◆ Instruction: Copy out every line of the data entries below character for character.

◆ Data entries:

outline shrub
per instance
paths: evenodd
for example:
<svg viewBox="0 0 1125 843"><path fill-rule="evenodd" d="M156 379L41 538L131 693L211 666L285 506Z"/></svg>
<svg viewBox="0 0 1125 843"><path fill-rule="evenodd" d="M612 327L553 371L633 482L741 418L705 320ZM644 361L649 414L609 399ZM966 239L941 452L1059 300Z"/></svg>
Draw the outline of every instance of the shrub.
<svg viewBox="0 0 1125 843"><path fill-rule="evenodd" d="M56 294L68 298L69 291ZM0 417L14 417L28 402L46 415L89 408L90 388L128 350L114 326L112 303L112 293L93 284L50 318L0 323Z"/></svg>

◆ Answer below:
outline shrub
per instance
paths: evenodd
for example:
<svg viewBox="0 0 1125 843"><path fill-rule="evenodd" d="M156 379L41 538L131 693L211 666L285 506Z"/></svg>
<svg viewBox="0 0 1125 843"><path fill-rule="evenodd" d="M612 327L553 371L633 482L741 418L705 320ZM644 361L649 414L609 399ZM966 239L941 452L1059 300Z"/></svg>
Draw the outline of every instance of the shrub.
<svg viewBox="0 0 1125 843"><path fill-rule="evenodd" d="M56 294L68 298L69 291ZM0 417L14 417L28 402L46 415L89 408L90 388L128 350L114 326L112 303L112 293L93 284L50 318L0 323Z"/></svg>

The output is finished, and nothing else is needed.